> _SUPPLIED DATA_

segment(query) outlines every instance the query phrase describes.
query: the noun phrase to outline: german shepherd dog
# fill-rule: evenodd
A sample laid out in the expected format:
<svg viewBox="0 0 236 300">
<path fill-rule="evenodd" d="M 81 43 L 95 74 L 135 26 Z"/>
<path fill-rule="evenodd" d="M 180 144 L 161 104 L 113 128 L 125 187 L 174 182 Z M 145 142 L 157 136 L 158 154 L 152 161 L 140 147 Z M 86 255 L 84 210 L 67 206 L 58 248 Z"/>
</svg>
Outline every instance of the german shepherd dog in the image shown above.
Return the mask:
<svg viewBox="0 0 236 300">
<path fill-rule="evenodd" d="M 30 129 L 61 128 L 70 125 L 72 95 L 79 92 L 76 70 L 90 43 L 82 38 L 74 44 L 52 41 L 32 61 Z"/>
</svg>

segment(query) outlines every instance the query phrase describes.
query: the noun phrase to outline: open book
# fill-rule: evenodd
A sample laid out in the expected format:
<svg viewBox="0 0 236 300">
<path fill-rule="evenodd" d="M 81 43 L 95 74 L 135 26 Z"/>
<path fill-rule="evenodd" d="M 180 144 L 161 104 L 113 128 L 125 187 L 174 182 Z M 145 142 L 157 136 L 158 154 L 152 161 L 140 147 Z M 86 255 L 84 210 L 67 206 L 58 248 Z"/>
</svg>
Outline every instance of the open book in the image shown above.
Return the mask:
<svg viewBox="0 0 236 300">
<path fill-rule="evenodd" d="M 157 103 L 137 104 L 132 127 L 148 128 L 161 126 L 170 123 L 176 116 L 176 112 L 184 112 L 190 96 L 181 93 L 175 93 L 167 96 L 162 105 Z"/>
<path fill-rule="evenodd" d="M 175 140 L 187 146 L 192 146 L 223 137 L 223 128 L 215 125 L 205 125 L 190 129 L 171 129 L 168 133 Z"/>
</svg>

> _BRIEF_
Could you edit the items above so that "the expected format" becomes "the required format" everywhere it occurs, leaving everything else unchanged?

> _SOLUTION FOR THIS TASK_
segment(query) outlines every instance the query phrase describes.
query: the noun phrase to outline: german shepherd dog
# fill-rule: evenodd
A sample laid out in the required format:
<svg viewBox="0 0 236 300">
<path fill-rule="evenodd" d="M 81 43 L 95 74 L 135 26 Z"/>
<path fill-rule="evenodd" d="M 180 144 L 161 104 L 113 128 L 125 187 L 174 182 Z M 145 142 L 157 136 L 158 154 L 152 161 L 140 147 Z M 86 255 L 84 210 L 67 206 L 58 248 Z"/>
</svg>
Outline every instance of the german shepherd dog in the image shown above.
Return the mask:
<svg viewBox="0 0 236 300">
<path fill-rule="evenodd" d="M 30 129 L 61 128 L 70 125 L 72 95 L 79 92 L 76 70 L 90 43 L 82 38 L 74 44 L 52 41 L 32 61 Z"/>
</svg>

segment(query) outlines every instance the query phrase describes.
query: the noun phrase to outline: open book
# fill-rule: evenodd
A sample laid out in the required format:
<svg viewBox="0 0 236 300">
<path fill-rule="evenodd" d="M 81 43 L 95 74 L 135 26 Z"/>
<path fill-rule="evenodd" d="M 180 144 L 161 104 L 113 128 L 125 187 L 174 182 Z M 145 142 L 157 136 L 158 154 L 152 161 L 140 147 Z M 86 255 L 84 210 L 67 206 L 58 248 Z"/>
</svg>
Outline every instance of the open book in the image shown above.
Return the mask:
<svg viewBox="0 0 236 300">
<path fill-rule="evenodd" d="M 157 103 L 137 104 L 132 127 L 148 128 L 161 126 L 170 123 L 176 116 L 176 112 L 184 112 L 190 96 L 181 93 L 175 93 L 167 96 L 162 105 Z"/>
<path fill-rule="evenodd" d="M 175 140 L 187 146 L 192 146 L 223 137 L 223 128 L 215 125 L 205 125 L 190 129 L 171 129 L 168 133 Z"/>
</svg>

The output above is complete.